Written tasks:
1. Using the passage on Bunuel's Las Hurdes documentary, answer these:
(a) Who co-wrote the film with Bunuel?
(b) How much money did Roman Acin give Bunuel?
(c) What did Maranon suggest showing in place of the "ugly things"?
2. Carry on the passage about Bunuel's Las Hurdes documentary from where it stops.

Text excerpt:
+++
“Those graceless mountains fascinated me, as did the poverty and the intelligence of their inhabitants. I was amazed at their fierce attachment to this sterile country, this ‘breadless’ earth. In fact, fresh bread was just about unheard of, except when someone brought back a dried loaf from Andalusia” – Luis Bunuel
“Why do you want to show everyone all those ugly things? It’s not that bad, you know. I’ve seen carts filled with wheat in Las Hurdes. Why don’t you show something nice, like folk dances.” – Maranon, president of the Las Hurdes governing council
Bunuel’s third film, after he parted with ways with Dali, is a 27 minute documentary about the Spanish town, Las Hurdes. Bunuel wrote the film with the French poet Pierre Unik, who helped with the voice-over added to subsequent prints of the film (I believe for the premiere Bunuel delivered the narration through a microphone).
The funding for this film came from a promise made by Roman Acin, an anarchist from Huesca. Acin told Bunuel that if he won the lottery he would fund Bunuel’s next film. Acin won the lottery and gave Bunuel twenty thousand dollars. Bunuel spent four thousand on a Fiat and the rest on his documentary.
+++
Records supplied:
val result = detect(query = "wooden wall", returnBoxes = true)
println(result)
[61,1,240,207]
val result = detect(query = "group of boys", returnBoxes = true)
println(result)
+++
Response list:
1.
(a) The French poet Pierre Unik.
(b) Twenty thousand dollars.
(c) Folk dances.

2.
Las Hurdes: tierra sin pan was inspired by a book Bunuel read written by Maurice Legendre titled Las Jurdes: étude de géographie humaine (1927). For Bunuel, Legendre’s book presented a place where God has failed to watch over its inhabitants. The Hurdanos have been left without bread, without life, and without hope.
Or at least according to Bunuel. Upon it’s release, the film was banned by the Second Republic of Spain for exploiting the misery of the Hurdanos people. Bunuel was threatened after the premiere by the Falange, an extreme right-wing political group that was founded in 1933. I would argue that Bunuel didn’t exploit the Hurdanos people so much as use them to deliver an indictment of the Spanish state and of course the Catholic church.
Ado Kyrou wrote that Las Hurdes has a “yes….but” structures. This means that Bunuel presents a terrible fact, mentions the possibility of hope, and then takes the hope and squashes it. For example, Bunuel tells us that the villagers have no knowledge of bread so they eat wild strawberries for nourishment, which then gives them dysentery. The people have barely anything to eat, but there are olive trees in more fertile grounds, except that the insects eat the olives. The main industry in Las Hurdes in apiculture, but most of the hives don’t belong to the Hurdanos.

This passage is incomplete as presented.